_Raw records:_
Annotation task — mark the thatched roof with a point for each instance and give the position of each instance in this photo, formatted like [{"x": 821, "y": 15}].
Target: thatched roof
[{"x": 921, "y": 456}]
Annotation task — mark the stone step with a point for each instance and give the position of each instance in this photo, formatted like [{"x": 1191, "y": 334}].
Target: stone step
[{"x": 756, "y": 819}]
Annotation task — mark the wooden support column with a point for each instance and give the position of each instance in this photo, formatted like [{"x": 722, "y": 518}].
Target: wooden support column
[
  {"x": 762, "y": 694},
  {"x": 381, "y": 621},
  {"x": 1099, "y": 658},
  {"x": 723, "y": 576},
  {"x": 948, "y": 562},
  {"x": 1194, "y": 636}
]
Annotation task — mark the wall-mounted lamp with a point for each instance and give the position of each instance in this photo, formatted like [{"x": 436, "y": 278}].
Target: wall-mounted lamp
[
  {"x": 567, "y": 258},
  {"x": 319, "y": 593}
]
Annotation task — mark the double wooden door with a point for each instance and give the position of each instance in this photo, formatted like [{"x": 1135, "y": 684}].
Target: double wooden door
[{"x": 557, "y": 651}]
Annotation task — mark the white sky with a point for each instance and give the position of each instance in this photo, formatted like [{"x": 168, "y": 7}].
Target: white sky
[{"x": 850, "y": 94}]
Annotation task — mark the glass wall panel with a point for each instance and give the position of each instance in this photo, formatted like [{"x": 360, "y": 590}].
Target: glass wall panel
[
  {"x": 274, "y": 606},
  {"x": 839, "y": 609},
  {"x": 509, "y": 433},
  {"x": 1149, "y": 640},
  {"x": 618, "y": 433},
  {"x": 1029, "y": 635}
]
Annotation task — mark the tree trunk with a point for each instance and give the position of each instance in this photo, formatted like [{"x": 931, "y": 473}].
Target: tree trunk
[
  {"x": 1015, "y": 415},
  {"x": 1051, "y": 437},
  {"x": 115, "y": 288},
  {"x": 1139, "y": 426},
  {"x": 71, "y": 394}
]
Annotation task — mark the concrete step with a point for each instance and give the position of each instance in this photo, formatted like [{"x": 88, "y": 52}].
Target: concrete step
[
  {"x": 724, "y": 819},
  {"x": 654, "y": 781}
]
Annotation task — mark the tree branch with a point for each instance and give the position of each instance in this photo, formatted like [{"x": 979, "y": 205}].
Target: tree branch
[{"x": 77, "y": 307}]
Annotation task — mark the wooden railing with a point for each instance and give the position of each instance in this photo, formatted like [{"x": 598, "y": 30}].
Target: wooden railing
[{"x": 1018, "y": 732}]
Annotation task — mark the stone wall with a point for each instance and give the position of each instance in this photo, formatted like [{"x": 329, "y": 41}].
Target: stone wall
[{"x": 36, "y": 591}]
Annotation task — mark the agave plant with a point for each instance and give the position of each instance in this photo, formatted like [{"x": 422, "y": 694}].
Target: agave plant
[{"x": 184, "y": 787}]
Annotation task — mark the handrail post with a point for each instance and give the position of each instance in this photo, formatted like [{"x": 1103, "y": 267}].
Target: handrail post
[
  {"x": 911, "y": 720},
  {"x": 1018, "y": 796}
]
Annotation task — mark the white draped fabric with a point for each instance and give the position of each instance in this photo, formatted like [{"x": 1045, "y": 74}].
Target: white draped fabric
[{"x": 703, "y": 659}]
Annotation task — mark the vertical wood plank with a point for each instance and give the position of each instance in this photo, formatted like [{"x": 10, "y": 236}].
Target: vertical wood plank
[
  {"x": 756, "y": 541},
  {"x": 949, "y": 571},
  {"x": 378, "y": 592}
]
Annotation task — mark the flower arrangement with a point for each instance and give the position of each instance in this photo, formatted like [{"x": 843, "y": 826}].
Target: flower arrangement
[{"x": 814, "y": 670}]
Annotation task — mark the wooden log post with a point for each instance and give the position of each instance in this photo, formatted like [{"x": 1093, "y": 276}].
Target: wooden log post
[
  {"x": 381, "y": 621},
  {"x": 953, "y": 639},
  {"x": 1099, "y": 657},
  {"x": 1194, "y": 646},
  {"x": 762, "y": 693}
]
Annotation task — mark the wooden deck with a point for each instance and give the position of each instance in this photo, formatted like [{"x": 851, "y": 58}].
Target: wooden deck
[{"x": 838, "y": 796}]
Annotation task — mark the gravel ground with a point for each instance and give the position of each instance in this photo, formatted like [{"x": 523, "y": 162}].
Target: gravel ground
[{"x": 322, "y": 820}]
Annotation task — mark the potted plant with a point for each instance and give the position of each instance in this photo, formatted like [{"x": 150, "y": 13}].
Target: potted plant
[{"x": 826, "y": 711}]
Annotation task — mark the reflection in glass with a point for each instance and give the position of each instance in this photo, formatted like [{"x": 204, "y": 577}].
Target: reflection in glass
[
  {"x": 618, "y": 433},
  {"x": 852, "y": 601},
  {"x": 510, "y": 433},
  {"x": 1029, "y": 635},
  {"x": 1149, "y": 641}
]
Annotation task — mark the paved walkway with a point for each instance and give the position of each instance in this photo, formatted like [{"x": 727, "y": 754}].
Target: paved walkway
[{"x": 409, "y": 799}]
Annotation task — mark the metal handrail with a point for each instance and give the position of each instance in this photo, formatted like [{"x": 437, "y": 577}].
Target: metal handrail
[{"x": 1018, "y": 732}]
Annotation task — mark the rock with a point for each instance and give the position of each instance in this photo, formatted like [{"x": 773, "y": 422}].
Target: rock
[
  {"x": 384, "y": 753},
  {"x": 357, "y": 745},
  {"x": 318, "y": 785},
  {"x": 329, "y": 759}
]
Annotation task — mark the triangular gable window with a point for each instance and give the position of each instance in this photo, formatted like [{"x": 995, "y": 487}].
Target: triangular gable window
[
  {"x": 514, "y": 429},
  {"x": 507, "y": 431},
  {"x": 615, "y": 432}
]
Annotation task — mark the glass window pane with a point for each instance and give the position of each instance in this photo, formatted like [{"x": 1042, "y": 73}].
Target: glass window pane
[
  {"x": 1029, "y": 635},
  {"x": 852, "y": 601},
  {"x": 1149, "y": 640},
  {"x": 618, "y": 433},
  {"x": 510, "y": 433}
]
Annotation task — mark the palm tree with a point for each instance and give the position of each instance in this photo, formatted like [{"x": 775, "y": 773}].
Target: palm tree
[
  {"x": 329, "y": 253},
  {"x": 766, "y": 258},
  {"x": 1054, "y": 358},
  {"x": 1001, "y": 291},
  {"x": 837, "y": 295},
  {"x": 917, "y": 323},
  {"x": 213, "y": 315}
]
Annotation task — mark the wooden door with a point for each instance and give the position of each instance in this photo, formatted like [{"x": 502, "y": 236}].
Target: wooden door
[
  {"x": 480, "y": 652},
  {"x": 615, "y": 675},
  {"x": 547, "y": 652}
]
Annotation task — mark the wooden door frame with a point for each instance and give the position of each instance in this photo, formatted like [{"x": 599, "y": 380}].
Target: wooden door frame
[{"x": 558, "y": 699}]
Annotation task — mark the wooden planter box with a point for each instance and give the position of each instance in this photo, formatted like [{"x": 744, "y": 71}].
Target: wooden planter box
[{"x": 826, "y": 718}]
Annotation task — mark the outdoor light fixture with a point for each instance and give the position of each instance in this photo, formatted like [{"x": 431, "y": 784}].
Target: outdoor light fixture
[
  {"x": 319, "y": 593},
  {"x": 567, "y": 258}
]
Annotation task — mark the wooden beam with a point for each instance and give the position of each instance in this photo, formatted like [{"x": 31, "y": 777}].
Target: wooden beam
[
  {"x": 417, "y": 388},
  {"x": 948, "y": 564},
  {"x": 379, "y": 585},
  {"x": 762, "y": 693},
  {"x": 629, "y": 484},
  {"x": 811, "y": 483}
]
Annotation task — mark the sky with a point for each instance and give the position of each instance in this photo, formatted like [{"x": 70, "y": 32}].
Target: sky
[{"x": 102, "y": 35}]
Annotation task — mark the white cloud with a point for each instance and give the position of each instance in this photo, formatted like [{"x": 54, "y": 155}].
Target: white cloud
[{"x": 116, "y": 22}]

_GIVEN TASK:_
Can you quote exactly the lines from the one containing "Annotation task — mark the palm" through the last line of the records above, and nothing else?

_SOLUTION TO THIS PROBLEM:_
Annotation task — mark the palm tree with a point for each instance and give the position of each instance in this photo, formatted like [{"x": 775, "y": 773}].
Target: palm tree
[
  {"x": 329, "y": 253},
  {"x": 766, "y": 258},
  {"x": 1054, "y": 358},
  {"x": 1001, "y": 291},
  {"x": 837, "y": 295},
  {"x": 917, "y": 323},
  {"x": 213, "y": 315}
]
Annotation task — mark the wooden door with a point for each instance and give the position of each instance in this photo, formatted like [{"x": 502, "y": 236}].
Target: wooden door
[
  {"x": 480, "y": 652},
  {"x": 615, "y": 675},
  {"x": 547, "y": 652}
]
Annotation task — mark the wooden door frame with a point for each instance and give the position of each instance in this photo, formatted like [{"x": 599, "y": 380}].
Target: wooden door frame
[{"x": 558, "y": 699}]
Annotation task — mark the wooden planter box with a point for each instance and give the position of each instance in this photo, formatted like [{"x": 744, "y": 71}].
Target: wooden planter box
[{"x": 826, "y": 718}]
Annotation task — mark the outdoor light fixture with a point for each instance and give the position of each instance in this photo, formatted like [{"x": 431, "y": 784}].
Target: outdoor light fixture
[
  {"x": 319, "y": 593},
  {"x": 567, "y": 258}
]
Annotation task — mark the wooden beam with a point for each instance and give the position of each instance in this photo, formatted like [{"x": 31, "y": 777}].
Target: wooden beam
[
  {"x": 417, "y": 388},
  {"x": 948, "y": 564},
  {"x": 379, "y": 585},
  {"x": 762, "y": 693},
  {"x": 629, "y": 484},
  {"x": 811, "y": 483}
]
Annotation task — mark the sky with a point for each instance and give the position of each instance in this photo, formatted like [{"x": 70, "y": 32}].
Target: sky
[{"x": 102, "y": 35}]
Annotation task — mark the white cloud with a point for each instance and give the position of each instance in this photo, formatted like [{"x": 54, "y": 155}].
Target: white cloud
[{"x": 116, "y": 22}]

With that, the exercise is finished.